Metin parçası:
........

Savaş Bölgesinden Ülkemize Gelen Yabancılar Hakkında Verilen Sınır Dışı Kararları ve İptali

Savaş Bölgesinden Ülkemize Gelen Yabancılar Hakkında Verilen Sınır Dışı Kararları ve İptaliSavaş Bölgesinden ülkemize gelen yabancılar hakkında çeşitli sebeplerle Göç İdaresi Müdürlükleri tarafından verilen sınır dışı kararlarının çoğu hatalıdır. Göç İdaresi Müdürlükleri tarafından verilen hatalı kararın (yanlış kararın) mahkeme kararı ile iptali yapılarak yabancının ülkemizde kalmaya devam etmesinin yolu açılmaktadır.

Mahkemeden sonraki süreçte yabancı hukuka aykırı olarak (kaçak vs.) Türkiye’de kalmayıp, resmi olarak yani resmi kimlik ile Türkiye’de yaşamına devam etmesi için Göç İdaresi Müdürlüklerine gerekli başvurularda bulunulmakta ve sürecin eksiksiz ve hatasız şekilde tamamlanması için takip yapılmaktadır.

Göç İdaresi Müdürlüklerince Savaş Bölgesinden ülkemize gelen yabancılar hakkında verilen hatalı/yanlış sınır dışı etme kararını şöyle açıklayabiliriz.

........

Görev tanımı: Savaş bölgesinden gelen yabancılara verilen sınır dışı kararlarıyla ilgili metni kaldığı yerden sürdürün.

........

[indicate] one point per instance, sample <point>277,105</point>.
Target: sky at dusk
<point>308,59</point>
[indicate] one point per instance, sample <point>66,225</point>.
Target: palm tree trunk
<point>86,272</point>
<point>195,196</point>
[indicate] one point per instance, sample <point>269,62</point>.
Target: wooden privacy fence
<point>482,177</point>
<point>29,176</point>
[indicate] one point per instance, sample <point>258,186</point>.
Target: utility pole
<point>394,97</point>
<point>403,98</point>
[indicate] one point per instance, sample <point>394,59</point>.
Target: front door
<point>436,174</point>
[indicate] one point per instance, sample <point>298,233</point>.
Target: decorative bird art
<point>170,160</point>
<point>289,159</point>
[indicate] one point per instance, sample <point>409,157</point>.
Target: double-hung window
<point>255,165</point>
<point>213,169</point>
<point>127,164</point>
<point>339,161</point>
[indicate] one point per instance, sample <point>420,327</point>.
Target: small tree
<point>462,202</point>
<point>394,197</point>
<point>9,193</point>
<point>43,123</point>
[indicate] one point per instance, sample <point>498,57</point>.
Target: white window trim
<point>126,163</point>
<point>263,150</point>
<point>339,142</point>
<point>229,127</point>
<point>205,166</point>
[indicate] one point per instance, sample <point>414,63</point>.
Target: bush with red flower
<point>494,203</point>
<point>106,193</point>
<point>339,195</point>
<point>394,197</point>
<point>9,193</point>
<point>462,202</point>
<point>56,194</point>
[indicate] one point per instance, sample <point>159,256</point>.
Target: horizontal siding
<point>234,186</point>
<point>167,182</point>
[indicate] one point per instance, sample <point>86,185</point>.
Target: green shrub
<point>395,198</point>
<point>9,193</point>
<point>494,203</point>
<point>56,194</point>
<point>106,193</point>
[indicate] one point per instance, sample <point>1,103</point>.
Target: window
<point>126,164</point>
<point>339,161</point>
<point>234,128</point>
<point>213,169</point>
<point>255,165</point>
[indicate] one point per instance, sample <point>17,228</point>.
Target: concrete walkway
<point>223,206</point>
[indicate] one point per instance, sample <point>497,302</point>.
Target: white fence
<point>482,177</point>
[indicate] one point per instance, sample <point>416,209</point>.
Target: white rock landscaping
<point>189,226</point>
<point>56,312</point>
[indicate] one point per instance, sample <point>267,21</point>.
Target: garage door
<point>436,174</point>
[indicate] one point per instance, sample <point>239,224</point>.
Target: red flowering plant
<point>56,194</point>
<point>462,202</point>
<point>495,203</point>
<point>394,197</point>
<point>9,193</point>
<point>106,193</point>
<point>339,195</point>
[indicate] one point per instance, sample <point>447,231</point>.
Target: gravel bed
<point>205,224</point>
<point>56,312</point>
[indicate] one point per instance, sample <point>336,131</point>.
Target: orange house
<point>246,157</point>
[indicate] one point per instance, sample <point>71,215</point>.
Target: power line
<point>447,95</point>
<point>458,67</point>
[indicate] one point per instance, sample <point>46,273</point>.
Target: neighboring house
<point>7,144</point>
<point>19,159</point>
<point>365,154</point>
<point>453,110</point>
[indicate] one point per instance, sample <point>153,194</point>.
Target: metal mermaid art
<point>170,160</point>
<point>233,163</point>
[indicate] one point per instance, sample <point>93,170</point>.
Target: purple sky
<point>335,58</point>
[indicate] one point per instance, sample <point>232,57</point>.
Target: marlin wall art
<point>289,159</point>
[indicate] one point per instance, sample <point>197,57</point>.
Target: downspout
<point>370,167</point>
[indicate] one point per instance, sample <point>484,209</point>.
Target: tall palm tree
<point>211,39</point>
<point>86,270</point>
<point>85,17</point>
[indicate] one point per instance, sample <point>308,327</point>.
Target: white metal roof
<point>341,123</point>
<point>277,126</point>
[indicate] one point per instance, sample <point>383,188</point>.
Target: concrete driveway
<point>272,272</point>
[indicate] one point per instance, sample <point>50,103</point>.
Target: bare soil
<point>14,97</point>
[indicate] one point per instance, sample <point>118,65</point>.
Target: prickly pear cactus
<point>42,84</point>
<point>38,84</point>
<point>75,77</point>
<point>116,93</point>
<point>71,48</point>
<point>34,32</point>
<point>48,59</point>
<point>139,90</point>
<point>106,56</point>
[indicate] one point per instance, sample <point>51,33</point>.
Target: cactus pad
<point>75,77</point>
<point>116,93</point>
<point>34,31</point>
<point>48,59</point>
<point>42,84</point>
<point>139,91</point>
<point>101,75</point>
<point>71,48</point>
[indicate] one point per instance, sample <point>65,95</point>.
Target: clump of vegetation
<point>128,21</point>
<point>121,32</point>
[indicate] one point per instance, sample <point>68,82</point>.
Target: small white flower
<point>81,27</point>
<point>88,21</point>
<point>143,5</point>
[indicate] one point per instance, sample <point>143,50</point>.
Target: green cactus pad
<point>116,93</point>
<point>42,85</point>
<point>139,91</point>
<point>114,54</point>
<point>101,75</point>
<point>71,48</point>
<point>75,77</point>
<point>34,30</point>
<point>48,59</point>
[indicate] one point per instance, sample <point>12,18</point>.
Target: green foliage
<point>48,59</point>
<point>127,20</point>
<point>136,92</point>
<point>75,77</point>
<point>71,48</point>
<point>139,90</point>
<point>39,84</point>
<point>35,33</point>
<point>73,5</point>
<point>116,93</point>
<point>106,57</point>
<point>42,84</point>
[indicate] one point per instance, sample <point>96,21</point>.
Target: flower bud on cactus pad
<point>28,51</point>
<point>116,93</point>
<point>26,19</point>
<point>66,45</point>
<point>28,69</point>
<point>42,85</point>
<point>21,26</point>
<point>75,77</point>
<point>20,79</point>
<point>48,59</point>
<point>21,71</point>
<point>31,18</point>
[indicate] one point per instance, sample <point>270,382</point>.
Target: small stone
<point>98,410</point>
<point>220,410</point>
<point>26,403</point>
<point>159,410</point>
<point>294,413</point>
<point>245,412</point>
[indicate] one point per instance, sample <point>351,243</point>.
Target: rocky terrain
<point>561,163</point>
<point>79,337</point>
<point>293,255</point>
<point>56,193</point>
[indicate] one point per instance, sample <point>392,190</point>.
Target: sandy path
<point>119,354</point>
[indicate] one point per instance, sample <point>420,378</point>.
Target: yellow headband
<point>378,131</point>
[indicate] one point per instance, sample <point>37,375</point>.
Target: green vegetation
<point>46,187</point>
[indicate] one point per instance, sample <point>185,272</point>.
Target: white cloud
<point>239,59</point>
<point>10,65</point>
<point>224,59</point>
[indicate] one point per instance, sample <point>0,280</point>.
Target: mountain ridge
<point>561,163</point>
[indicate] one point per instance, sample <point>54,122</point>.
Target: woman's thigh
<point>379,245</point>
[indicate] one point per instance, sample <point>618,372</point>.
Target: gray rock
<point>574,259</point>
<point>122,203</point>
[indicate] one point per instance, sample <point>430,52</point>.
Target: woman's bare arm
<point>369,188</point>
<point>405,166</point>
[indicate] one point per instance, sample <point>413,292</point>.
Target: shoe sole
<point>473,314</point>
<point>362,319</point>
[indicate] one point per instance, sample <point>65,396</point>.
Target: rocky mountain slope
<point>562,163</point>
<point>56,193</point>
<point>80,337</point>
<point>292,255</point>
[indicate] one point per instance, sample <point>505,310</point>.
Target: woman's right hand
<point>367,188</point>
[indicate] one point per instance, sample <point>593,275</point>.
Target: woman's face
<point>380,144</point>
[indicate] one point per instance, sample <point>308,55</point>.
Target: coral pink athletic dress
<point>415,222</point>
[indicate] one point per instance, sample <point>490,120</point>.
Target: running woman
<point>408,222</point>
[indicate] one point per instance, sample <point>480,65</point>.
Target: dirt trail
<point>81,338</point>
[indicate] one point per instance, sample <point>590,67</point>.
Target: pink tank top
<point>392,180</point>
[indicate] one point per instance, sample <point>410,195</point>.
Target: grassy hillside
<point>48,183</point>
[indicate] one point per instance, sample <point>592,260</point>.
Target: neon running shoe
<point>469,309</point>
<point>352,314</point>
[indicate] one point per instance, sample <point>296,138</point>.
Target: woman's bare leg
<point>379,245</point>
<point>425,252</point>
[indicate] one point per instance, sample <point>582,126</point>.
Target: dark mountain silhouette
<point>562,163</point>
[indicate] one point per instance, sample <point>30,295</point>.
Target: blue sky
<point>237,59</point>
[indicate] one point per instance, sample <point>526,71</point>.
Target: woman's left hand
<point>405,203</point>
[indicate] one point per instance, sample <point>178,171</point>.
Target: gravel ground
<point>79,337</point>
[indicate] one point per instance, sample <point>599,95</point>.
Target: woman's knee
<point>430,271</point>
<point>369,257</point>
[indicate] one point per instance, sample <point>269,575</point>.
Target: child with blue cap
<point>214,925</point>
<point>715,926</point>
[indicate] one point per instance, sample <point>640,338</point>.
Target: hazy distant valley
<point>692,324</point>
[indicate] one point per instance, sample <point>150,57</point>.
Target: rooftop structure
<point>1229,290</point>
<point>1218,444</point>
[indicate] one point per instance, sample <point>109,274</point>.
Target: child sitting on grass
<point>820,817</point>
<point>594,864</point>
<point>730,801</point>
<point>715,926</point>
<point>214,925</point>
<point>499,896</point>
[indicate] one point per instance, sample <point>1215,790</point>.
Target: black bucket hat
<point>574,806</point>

........

Aşağıdaki çıktı:
6458 sayılı Yabancılar ve Uluslararası Koruma Kanunu’nun “Geri Gönderme Yasağı” başlıklı 4. maddesinde, Kanun kapsamındaki hiç kimsenin, işkenceye, insanlık dışı ya da onur kırıcı ceza veya muameleye tabi tutulacağı veya ırkı, dini, tabiiyeti, belli bir toplumsal gruba mensubiyeti veya siyasi fikirleri dolayısıyla hayatının veya hürriyetinin tehdit altında bulunacağı bir yere gönderilemeyeceği düzenlenmiş;

“Türkiye’ye giriş yasağı” başlıklı 9. maddesinin 1. fıkrasında, “Genel Müdürlük, gerektiğinde ilgili kamu kurum ve kuruluşlarının görüşlerini alarak, kamu düzeni veya kamu güvenliği ya da kamu sağlığı açısından Türkiye’ye girmesinde sakınca görülen yabancıların ülkeye girişini yasaklayabilir.” kuralına,

“Sınır dışı etme kararı” başlıklı 53. maddesinde,
“1) Sınır dışı etme kararı, Genel Müdürlüğün talimatı üzerine veya resen valiliklerce alınır.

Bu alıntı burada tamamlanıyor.